Exercise material ::

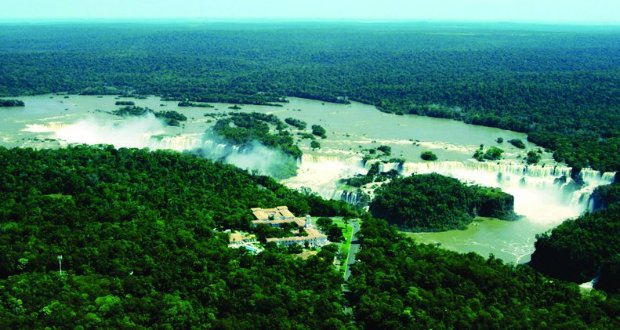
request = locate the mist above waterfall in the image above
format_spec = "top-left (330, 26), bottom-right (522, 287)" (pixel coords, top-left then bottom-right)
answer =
top-left (32, 113), bottom-right (297, 178)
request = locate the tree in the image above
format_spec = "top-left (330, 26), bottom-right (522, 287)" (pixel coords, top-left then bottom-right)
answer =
top-left (420, 151), bottom-right (437, 161)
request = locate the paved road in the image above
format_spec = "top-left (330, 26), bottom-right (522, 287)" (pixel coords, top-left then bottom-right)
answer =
top-left (344, 220), bottom-right (360, 281)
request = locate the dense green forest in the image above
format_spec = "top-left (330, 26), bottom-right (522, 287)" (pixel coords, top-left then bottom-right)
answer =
top-left (0, 147), bottom-right (620, 329)
top-left (0, 22), bottom-right (620, 170)
top-left (370, 173), bottom-right (514, 231)
top-left (348, 219), bottom-right (620, 329)
top-left (0, 147), bottom-right (354, 329)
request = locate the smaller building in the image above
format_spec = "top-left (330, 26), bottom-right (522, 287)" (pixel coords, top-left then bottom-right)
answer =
top-left (267, 228), bottom-right (329, 248)
top-left (252, 206), bottom-right (306, 227)
top-left (228, 231), bottom-right (263, 254)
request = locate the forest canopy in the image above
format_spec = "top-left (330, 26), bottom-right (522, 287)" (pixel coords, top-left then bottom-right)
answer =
top-left (370, 173), bottom-right (514, 231)
top-left (0, 147), bottom-right (355, 329)
top-left (0, 22), bottom-right (620, 171)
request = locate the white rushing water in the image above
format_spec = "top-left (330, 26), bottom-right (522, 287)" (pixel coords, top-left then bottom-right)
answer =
top-left (0, 95), bottom-right (613, 262)
top-left (284, 155), bottom-right (615, 224)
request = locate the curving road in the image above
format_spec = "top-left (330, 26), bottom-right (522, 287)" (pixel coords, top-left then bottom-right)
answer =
top-left (344, 220), bottom-right (360, 281)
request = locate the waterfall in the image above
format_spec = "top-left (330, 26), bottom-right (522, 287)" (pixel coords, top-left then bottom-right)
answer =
top-left (403, 160), bottom-right (615, 224)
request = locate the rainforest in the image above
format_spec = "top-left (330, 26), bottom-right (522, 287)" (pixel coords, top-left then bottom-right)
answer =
top-left (0, 21), bottom-right (620, 329)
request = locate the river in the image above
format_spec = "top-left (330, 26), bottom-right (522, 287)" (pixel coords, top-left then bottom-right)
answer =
top-left (0, 95), bottom-right (613, 262)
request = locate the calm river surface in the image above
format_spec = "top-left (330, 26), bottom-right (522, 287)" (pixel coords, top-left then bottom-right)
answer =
top-left (0, 95), bottom-right (609, 262)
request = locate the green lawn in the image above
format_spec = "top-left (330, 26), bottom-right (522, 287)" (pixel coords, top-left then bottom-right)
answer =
top-left (332, 217), bottom-right (353, 274)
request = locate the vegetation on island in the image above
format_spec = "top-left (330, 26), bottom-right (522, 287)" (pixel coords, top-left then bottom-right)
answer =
top-left (370, 173), bottom-right (514, 231)
top-left (213, 112), bottom-right (302, 161)
top-left (530, 193), bottom-right (620, 294)
top-left (347, 219), bottom-right (620, 329)
top-left (312, 125), bottom-right (327, 139)
top-left (508, 139), bottom-right (525, 149)
top-left (0, 99), bottom-right (26, 108)
top-left (284, 117), bottom-right (307, 130)
top-left (310, 140), bottom-right (321, 150)
top-left (177, 100), bottom-right (215, 108)
top-left (0, 23), bottom-right (620, 171)
top-left (525, 149), bottom-right (542, 165)
top-left (112, 105), bottom-right (187, 126)
top-left (339, 162), bottom-right (399, 188)
top-left (420, 150), bottom-right (438, 162)
top-left (473, 145), bottom-right (504, 162)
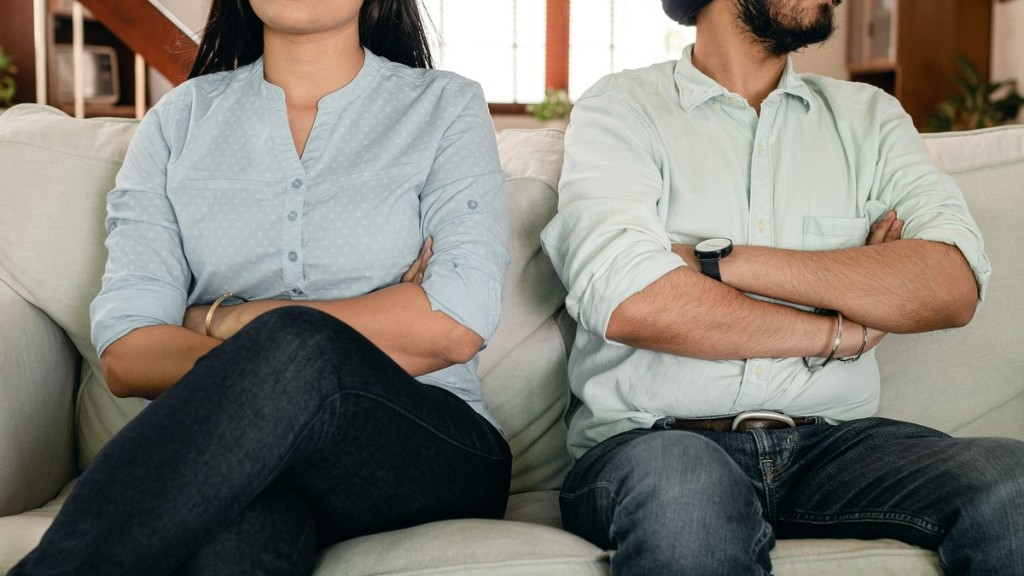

Task to carry out ::
Render all the lines above as a Markdown table with two columns, Row and Line, giving each row a number and skipping blank lines. Leave the pictures out of your answer.

Expected output ::
| Row | Line |
|---|---|
| 1 | request = locate the mist above waterfall in the image above |
| 2 | format_spec = "top-left (330, 26), bottom-right (522, 287)" (pixel coords, top-left then bottom-right) |
| 3 | answer = |
| 4 | top-left (32, 113), bottom-right (297, 178) |
| 5 | request = locate the tree in the image above |
| 6 | format_spec = "top-left (330, 26), bottom-right (522, 287)" (pixel coords, top-left then bottom-right) |
| 7 | answer = |
| 8 | top-left (420, 151), bottom-right (437, 161) |
| 9 | request = locate the paved road in the image above |
| 10 | format_spec = "top-left (330, 26), bottom-right (522, 287)" (pixel coords, top-left then bottom-right) |
| 11 | answer = |
| 12 | top-left (344, 220), bottom-right (360, 281) |
| 13 | request = locate the dense green forest in the image above |
| 14 | format_spec = "top-left (330, 26), bottom-right (522, 287)" (pixel coords, top-left then bottom-right) |
| 15 | answer = |
| 16 | top-left (0, 147), bottom-right (620, 329) |
| 17 | top-left (0, 22), bottom-right (620, 170) |
| 18 | top-left (370, 173), bottom-right (514, 231) |
| 19 | top-left (348, 219), bottom-right (620, 329) |
| 20 | top-left (0, 147), bottom-right (354, 329) |
| 21 | request = locate the smaller building in the image above |
| 22 | format_spec = "top-left (330, 26), bottom-right (522, 287)" (pixel coords, top-left then bottom-right) |
| 23 | answer = |
| 24 | top-left (267, 228), bottom-right (329, 248) |
| 25 | top-left (252, 206), bottom-right (306, 227) |
| 26 | top-left (228, 231), bottom-right (263, 254) |
| 27 | request = locate the forest canopy in the image above |
| 28 | format_spec = "top-left (330, 26), bottom-right (522, 287)" (pixel coords, top-left then bottom-right) |
| 29 | answer = |
| 30 | top-left (370, 173), bottom-right (514, 231) |
| 31 | top-left (0, 147), bottom-right (355, 329) |
| 32 | top-left (0, 22), bottom-right (620, 171) |
| 33 | request = locate the white rushing water in the image above |
| 34 | format_spec = "top-left (330, 26), bottom-right (522, 287)" (pixel coords, top-left then bottom-right) |
| 35 | answer = |
| 36 | top-left (0, 95), bottom-right (613, 262) |
| 37 | top-left (284, 155), bottom-right (615, 224) |
| 38 | request = locate the curving road in the image above |
| 39 | format_spec = "top-left (330, 26), bottom-right (522, 287)" (pixel coords, top-left then bottom-right) |
| 40 | answer = |
| 41 | top-left (344, 220), bottom-right (360, 281) |
| 42 | request = locate the waterfall in the image above |
| 43 | format_spec = "top-left (330, 26), bottom-right (522, 287)" (pixel coords, top-left then bottom-right) |
| 44 | answer = |
| 45 | top-left (403, 160), bottom-right (615, 224) |
| 46 | request = locate the rainforest in the image above |
| 47 | format_spec = "top-left (330, 26), bottom-right (522, 287)" (pixel coords, top-left then bottom-right) |
| 48 | answer = |
| 49 | top-left (0, 21), bottom-right (620, 329) |
| 50 | request = locate the river in the image above |
| 51 | format_spec = "top-left (330, 26), bottom-right (522, 287)" (pixel coords, top-left then bottom-right) |
| 52 | answer = |
| 53 | top-left (0, 95), bottom-right (613, 262) |
| 54 | request = locate the calm river surface in the image above |
| 55 | format_spec = "top-left (330, 26), bottom-right (522, 287)" (pixel coords, top-left then bottom-right) |
| 56 | answer = |
| 57 | top-left (0, 95), bottom-right (609, 262) |
| 58 | request = locate the green lawn in the image above |
| 59 | format_spec = "top-left (330, 26), bottom-right (522, 287)" (pixel coords, top-left then bottom-right) |
| 60 | answer = |
| 61 | top-left (332, 217), bottom-right (353, 274) |
| 62 | request = locate the vegetation on island in the image above |
| 63 | format_spec = "top-left (330, 26), bottom-right (522, 287)" (pixel coords, top-left then bottom-right) |
| 64 | answer = |
| 65 | top-left (370, 173), bottom-right (514, 231) |
| 66 | top-left (213, 112), bottom-right (302, 161) |
| 67 | top-left (530, 193), bottom-right (620, 294) |
| 68 | top-left (347, 219), bottom-right (620, 329) |
| 69 | top-left (312, 125), bottom-right (327, 139) |
| 70 | top-left (508, 139), bottom-right (525, 149) |
| 71 | top-left (0, 99), bottom-right (26, 108) |
| 72 | top-left (284, 117), bottom-right (307, 130) |
| 73 | top-left (310, 140), bottom-right (321, 150) |
| 74 | top-left (177, 100), bottom-right (215, 108) |
| 75 | top-left (0, 23), bottom-right (620, 171) |
| 76 | top-left (525, 149), bottom-right (542, 165) |
| 77 | top-left (112, 105), bottom-right (187, 126) |
| 78 | top-left (339, 162), bottom-right (399, 188) |
| 79 | top-left (420, 150), bottom-right (438, 162) |
| 80 | top-left (473, 145), bottom-right (504, 162) |